+++ Passage +++

Skip to content

Researcher Tool

The Researcher tool uses AI to process each row of your data individually, transforming unstructured text into structured columns. It’s perfect for classification, entity extraction, sentiment analysis, and any task where you need to apply intelligent analysis to every record in your dataset.

Querri automatically suggesting extraction from a text field

The Researcher applies an AI model to each row of your data to add new columns with computed values. Unlike standard transformations that use formulas, the Researcher understands context and can:

  • Classify data into categories (industry, sentiment, priority level)
  • Extract entities from text (company names, dates, amounts, locations)
  • Standardize information (normalize company names, categorize products)
  • Analyze sentiment or tone of text content
  • Summarize or rewrite content in a consistent format
  • Identify patterns that would be difficult to capture with rules

Use the Researcher when you need to:

  • Turn free-text fields into structured categories
  • Extract specific information embedded in descriptions
  • Classify or score items based on their content
  • Clean and standardize messy text data
  • Add intelligent metadata to your records

The Researcher isn’t needed for:

  • Simple calculations (use formulas instead)

+++

Activity 1:
Please reproduce the records below word for word, omitting the pictures.

+++ Raw data +++

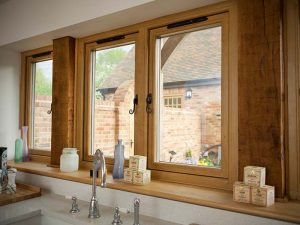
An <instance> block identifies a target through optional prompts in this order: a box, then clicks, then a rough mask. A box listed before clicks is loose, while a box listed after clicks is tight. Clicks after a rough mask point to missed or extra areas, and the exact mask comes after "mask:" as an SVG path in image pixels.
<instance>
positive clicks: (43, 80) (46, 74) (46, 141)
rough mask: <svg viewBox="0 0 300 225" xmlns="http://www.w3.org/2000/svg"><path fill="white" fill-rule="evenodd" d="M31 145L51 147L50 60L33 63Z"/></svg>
mask: <svg viewBox="0 0 300 225" xmlns="http://www.w3.org/2000/svg"><path fill="white" fill-rule="evenodd" d="M33 90H34V92H33V93H34V95H33V102H34V104H33V109H32V113H33V119H32V121H33V126H32V127H33V129H32V134H33V135H32V137H33V141H32V145H33V146H32V147H33V148H34V149H39V150H50V149H51V126H52V122H51V119H52V117H51V114H49V113H48V111H49V110H51V103H52V60H47V61H43V62H37V63H34V64H33Z"/></svg>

+++

Activity 2:
Summarize the Researcher tool page in two sentences.

Solution 1:
An <instance> block identifies a target through optional prompts in this order: a box, then clicks, then a rough mask. A box listed before clicks is loose, while a box listed after clicks is tight. Clicks after a rough mask point to missed or extra areas, and the exact mask comes after "mask:" as an SVG path in image pixels.
<instance>
positive clicks: (43, 80) (46, 74) (46, 141)
rough mask: <svg viewBox="0 0 300 225" xmlns="http://www.w3.org/2000/svg"><path fill="white" fill-rule="evenodd" d="M31 145L51 147L50 60L33 63Z"/></svg>
mask: <svg viewBox="0 0 300 225" xmlns="http://www.w3.org/2000/svg"><path fill="white" fill-rule="evenodd" d="M33 90H34V92H33V93H34V95H33V102H34V104H33V109H32V113H33V119H32V121H33V126H32V127H33V129H32V134H33V135H32V137H33V141H32V145H33V146H32V147H33V148H34V149H39V150H50V149H51V126H52V122H51V119H52V117H51V114H49V113H48V111H49V110H51V103H52V60H47V61H43V62H37V63H34V64H33Z"/></svg>

Solution 2:
The Researcher tool applies an AI model to each row of a dataset, turning unstructured text into new structured columns with computed values. Unlike formula-based transformations, it understands context and can classify data, extract entities, standardize information, analyze sentiment, summarize content, and identify patterns that would be difficult to capture with rules.